■ Exercise directions
Every line in the data below from the one containing "TARGET = bush" down to the one containing "TASK = point to the wooden", both included, must be retyped exactly; no other line is to appear.

====== Material to process ======

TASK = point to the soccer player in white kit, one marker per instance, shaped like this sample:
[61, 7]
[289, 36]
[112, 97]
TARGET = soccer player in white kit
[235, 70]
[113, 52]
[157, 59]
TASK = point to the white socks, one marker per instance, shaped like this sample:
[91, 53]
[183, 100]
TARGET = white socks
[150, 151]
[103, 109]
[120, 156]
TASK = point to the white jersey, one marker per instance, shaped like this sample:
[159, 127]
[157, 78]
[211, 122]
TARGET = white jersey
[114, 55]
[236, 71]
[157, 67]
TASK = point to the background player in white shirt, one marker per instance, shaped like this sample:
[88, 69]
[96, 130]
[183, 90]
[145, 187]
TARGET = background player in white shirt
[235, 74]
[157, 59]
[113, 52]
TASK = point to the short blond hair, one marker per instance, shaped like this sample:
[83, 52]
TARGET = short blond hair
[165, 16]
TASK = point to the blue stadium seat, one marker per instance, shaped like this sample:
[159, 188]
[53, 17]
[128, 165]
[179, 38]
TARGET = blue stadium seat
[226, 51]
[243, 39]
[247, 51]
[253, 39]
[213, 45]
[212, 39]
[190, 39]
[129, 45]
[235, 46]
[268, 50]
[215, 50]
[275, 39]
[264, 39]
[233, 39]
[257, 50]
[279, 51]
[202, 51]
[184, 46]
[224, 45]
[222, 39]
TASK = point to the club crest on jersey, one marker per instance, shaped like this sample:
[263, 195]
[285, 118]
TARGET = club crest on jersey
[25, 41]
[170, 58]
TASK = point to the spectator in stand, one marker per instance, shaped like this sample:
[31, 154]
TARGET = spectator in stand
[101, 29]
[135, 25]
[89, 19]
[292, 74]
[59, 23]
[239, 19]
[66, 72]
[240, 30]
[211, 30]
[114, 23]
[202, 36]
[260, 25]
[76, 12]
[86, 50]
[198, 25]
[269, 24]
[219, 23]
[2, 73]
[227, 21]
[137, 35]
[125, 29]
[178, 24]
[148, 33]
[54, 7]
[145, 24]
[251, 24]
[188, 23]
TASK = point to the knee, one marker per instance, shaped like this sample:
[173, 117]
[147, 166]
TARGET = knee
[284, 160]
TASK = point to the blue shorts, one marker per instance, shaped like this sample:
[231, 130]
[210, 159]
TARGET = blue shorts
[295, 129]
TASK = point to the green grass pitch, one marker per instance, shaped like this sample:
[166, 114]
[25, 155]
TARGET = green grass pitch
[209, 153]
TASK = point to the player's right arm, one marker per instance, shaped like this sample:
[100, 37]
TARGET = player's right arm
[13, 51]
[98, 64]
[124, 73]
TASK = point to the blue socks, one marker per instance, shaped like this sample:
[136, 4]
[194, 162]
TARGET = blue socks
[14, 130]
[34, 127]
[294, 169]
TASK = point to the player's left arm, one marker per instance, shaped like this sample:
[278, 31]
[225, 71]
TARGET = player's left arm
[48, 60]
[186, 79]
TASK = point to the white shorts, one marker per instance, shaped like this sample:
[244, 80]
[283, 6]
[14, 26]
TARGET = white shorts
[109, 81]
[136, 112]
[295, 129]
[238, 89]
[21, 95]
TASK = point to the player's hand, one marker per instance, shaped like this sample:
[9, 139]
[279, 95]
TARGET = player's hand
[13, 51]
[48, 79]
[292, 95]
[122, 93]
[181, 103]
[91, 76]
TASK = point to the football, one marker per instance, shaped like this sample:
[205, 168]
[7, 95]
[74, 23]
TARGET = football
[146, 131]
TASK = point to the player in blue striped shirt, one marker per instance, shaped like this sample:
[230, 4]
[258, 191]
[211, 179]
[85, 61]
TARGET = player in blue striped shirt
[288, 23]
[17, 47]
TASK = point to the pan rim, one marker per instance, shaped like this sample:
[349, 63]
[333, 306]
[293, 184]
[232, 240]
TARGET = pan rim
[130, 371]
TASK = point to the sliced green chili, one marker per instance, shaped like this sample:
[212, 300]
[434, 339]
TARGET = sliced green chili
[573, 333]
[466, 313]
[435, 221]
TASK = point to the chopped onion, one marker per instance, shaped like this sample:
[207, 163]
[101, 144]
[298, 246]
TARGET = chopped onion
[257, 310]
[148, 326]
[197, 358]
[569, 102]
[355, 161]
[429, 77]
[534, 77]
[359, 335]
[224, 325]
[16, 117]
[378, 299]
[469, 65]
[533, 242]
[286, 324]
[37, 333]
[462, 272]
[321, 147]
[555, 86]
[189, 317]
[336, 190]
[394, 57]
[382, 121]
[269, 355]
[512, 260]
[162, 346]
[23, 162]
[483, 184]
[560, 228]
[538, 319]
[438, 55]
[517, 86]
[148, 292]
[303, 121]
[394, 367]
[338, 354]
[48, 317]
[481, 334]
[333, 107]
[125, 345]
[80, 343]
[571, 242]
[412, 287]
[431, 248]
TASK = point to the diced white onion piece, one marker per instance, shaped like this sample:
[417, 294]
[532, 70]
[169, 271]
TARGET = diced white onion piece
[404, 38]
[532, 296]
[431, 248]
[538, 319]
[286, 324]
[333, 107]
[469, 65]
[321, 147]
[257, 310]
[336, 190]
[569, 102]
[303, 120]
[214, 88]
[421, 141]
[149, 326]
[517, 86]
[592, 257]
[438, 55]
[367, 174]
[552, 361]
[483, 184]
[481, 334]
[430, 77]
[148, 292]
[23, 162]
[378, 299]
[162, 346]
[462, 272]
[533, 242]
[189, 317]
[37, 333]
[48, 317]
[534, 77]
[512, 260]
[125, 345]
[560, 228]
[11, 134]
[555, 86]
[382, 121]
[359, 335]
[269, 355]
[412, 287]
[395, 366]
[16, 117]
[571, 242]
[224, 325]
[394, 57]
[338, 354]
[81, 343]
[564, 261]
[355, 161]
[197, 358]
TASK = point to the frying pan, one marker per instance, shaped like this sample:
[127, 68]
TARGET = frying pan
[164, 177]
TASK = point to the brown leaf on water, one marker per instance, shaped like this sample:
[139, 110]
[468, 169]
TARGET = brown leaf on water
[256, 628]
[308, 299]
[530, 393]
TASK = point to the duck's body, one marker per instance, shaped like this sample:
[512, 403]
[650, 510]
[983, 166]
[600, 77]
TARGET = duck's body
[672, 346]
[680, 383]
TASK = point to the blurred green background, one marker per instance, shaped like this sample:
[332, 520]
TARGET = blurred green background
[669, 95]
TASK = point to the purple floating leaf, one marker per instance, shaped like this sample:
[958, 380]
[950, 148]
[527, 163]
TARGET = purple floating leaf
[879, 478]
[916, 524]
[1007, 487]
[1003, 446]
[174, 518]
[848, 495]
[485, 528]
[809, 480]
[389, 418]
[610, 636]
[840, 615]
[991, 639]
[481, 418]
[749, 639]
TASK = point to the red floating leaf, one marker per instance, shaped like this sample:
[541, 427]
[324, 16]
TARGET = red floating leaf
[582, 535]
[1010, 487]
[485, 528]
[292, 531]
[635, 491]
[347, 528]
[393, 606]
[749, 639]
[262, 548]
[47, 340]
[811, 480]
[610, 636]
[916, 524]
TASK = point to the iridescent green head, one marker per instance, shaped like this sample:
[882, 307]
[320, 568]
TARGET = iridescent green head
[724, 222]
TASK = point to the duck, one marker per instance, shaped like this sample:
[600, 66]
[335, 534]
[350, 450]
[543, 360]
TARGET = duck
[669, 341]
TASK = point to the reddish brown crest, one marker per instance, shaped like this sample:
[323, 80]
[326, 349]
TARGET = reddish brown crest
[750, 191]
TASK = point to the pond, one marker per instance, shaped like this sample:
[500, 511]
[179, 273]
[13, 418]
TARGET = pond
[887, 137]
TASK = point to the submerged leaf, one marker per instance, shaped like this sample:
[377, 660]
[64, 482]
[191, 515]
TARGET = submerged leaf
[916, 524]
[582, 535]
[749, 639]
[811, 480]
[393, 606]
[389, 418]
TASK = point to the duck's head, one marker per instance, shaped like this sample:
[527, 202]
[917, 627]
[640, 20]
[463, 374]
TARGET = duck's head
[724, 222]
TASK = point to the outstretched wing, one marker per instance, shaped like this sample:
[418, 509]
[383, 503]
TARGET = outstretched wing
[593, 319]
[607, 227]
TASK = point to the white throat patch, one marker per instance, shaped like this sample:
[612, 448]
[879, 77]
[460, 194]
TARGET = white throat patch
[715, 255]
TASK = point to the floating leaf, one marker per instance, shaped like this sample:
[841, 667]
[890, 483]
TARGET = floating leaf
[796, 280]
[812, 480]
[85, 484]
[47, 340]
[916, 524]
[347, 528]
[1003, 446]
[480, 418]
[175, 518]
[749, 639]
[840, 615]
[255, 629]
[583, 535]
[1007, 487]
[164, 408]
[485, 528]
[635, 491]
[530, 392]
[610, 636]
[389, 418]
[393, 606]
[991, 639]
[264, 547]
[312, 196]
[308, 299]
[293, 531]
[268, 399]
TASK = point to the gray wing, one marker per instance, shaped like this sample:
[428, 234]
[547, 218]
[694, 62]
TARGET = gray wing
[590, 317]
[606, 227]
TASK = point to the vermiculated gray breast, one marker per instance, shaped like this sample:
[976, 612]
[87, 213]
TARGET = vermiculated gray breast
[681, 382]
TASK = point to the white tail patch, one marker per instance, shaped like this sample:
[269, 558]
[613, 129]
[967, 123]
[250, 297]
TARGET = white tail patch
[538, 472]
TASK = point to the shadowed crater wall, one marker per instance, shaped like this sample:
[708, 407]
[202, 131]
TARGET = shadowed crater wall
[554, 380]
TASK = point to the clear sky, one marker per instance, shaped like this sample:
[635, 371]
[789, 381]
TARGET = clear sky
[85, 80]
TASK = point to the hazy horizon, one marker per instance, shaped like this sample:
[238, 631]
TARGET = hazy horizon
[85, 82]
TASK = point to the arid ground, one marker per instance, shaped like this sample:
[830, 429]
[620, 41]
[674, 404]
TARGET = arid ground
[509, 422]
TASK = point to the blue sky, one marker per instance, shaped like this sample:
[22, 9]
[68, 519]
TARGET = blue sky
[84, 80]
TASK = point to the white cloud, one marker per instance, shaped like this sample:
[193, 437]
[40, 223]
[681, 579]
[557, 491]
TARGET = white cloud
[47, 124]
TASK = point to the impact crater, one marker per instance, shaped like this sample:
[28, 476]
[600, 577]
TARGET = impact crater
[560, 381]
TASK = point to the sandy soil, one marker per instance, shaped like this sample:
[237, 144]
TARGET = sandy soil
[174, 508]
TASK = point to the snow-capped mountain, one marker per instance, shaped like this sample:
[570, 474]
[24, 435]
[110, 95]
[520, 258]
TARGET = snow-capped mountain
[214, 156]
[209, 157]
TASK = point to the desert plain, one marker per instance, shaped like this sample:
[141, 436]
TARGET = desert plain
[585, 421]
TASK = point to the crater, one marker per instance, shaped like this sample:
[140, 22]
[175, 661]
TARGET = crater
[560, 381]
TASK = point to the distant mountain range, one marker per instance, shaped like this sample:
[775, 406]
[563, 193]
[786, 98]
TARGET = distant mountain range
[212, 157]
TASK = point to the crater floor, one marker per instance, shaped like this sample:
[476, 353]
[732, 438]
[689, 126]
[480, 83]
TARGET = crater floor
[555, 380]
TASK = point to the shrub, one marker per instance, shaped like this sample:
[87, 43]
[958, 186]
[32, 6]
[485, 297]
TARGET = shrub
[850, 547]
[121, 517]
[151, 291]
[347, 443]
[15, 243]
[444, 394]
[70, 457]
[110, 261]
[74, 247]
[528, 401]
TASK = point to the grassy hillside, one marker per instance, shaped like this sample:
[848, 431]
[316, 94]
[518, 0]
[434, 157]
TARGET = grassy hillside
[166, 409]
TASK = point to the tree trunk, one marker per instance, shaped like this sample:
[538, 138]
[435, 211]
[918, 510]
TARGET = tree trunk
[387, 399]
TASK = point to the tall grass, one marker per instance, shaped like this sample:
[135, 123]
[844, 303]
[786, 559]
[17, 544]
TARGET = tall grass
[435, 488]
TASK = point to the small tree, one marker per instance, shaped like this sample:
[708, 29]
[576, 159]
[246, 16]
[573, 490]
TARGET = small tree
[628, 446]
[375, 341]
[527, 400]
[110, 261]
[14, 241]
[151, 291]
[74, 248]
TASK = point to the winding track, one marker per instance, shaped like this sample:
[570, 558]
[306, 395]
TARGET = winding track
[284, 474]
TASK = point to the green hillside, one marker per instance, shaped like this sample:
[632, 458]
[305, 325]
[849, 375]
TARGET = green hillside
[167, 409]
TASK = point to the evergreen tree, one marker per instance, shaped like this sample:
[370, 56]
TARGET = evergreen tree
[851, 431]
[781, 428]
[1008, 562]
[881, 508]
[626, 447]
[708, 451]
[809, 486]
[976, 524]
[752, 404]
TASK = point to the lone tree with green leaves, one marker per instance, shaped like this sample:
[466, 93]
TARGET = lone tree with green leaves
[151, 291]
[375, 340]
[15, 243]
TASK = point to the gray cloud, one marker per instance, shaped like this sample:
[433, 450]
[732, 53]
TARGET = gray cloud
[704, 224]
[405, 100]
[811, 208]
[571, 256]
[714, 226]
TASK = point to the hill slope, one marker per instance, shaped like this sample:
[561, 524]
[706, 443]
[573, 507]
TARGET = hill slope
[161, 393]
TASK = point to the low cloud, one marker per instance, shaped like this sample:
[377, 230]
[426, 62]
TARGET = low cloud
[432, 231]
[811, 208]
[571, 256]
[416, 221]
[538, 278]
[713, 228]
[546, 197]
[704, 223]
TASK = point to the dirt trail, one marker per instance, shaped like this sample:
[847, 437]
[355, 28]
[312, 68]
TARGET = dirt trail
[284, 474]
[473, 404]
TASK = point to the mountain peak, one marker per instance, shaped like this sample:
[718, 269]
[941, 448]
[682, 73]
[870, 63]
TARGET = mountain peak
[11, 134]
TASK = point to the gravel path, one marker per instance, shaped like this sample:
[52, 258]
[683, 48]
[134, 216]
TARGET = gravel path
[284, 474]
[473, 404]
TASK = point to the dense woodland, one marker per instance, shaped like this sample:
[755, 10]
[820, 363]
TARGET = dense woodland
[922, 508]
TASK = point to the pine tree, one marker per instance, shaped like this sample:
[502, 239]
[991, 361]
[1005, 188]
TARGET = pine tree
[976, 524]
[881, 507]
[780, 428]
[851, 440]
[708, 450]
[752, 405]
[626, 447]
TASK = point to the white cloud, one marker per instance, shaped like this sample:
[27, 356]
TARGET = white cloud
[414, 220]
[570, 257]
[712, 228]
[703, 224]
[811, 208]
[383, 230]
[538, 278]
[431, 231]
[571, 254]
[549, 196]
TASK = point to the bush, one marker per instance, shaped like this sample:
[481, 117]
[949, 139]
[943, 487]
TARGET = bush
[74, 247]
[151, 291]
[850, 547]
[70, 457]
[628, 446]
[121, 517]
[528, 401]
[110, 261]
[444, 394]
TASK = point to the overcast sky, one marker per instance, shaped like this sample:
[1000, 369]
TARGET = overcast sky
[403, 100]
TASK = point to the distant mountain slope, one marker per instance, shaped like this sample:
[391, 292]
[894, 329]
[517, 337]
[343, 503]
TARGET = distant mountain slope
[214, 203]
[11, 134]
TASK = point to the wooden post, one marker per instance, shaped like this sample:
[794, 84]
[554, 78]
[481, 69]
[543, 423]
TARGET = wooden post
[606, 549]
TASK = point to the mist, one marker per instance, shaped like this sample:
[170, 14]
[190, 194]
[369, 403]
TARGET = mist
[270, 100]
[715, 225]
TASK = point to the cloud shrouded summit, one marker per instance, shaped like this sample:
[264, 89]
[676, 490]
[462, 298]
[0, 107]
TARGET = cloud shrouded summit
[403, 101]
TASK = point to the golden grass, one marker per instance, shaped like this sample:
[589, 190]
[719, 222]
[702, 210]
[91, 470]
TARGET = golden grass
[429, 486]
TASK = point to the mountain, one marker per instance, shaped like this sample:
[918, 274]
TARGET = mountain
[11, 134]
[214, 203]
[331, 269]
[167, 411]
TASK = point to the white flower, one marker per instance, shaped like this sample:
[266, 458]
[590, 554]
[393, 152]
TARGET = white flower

======

■ Answer to the problem
TARGET = bush
[74, 247]
[151, 291]
[850, 547]
[70, 457]
[628, 446]
[121, 517]
[528, 401]
[110, 261]
[444, 394]
TASK = point to the overcast sky, one marker per instance, shaped like this sample:
[1000, 369]
TARGET = overcast sky
[403, 100]
TASK = point to the distant mountain slope, one marker per instance, shaped like this sample:
[391, 292]
[894, 329]
[517, 337]
[343, 503]
TARGET = distant mountain slope
[214, 203]
[11, 134]
TASK = point to the wooden post, one marker per instance, shaped like this sample:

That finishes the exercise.